:: Trecho selecionado ::

Sócrates
O mestre em busca da verdade
POR: NOVA ESCOLA
O pensamento do filósofo grego Sócrates (469-399 a.C.) marca uma reviravolta na história humana (leia mais no quadro abaixo). Até então, a filosofia procurava explicar o mundo baseada na observação das forças da natureza. Com Sócrates, o ser humano voltou-se para si mesmo. Como diria mais tarde o pensador romano Cícero, coube ao grego trazer a filosofia do céu para a terra e concentrá-la no homem e em sua alma (em grego, a psique). A preocupação de Sócrates era levar as pessoas, por meio do autoconhecimento, à sabedoria e à prática do bem.
A capital da democracia e do saber
Sob o governo de Péricles (499-429 a.C.), a cidade-estado de Atenas, vitoriosa na guerra contra os persas e enriquecida pelo comércio marítimo, tornou-se o centro cultural do mundo grego,
para o qual convergiam os talentos de toda parte. Fídias, o arquiteto e escultor que dirigiu as obras do Partenon, o maior templo da Acrópole, os dramaturgos Sófocles, Ésquilo, Eurípedes e Aristófanes e o orador Demóstenes são nomes dessa época. O regime democrático ateniense - restrito aos cidadãos livres, deixando de fora estrangeiros e escravos - foi fortalecido por reformas que limitaram os poderes da burguesia rica e ampliaram os da assembleia e do júri popular. A Educação artística do povo foi estimulada pela exibição de obras de arte em locais públicos e pelas representações teatrais.

:::
:: Material coletado ::

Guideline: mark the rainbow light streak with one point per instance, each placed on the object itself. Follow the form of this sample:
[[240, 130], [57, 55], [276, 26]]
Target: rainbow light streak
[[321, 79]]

:::

Tarefa
Por favor, repita o trecho do texto sobre Sócrates que vai de "A capital da" até "pelas representações teatrais.", inclusive. A listagem provém de outra fonte.

Resposta
A capital da democracia e do saber
Sob o governo de Péricles (499-429 a.C.), a cidade-estado de Atenas, vitoriosa na guerra contra os persas e enriquecida pelo comércio marítimo, tornou-se o centro cultural do mundo grego,
para o qual convergiam os talentos de toda parte. Fídias, o arquiteto e escultor que dirigiu as obras do Partenon, o maior templo da Acrópole, os dramaturgos Sófocles, Ésquilo, Eurípedes e Aristófanes e o orador Demóstenes são nomes dessa época. O regime democrático ateniense - restrito aos cidadãos livres, deixando de fora estrangeiros e escravos - foi fortalecido por reformas que limitaram os poderes da burguesia rica e ampliaram os da assembleia e do júri popular. A Educação artística do povo foi estimulada pela exibição de obras de arte em locais públicos e pelas representações teatrais.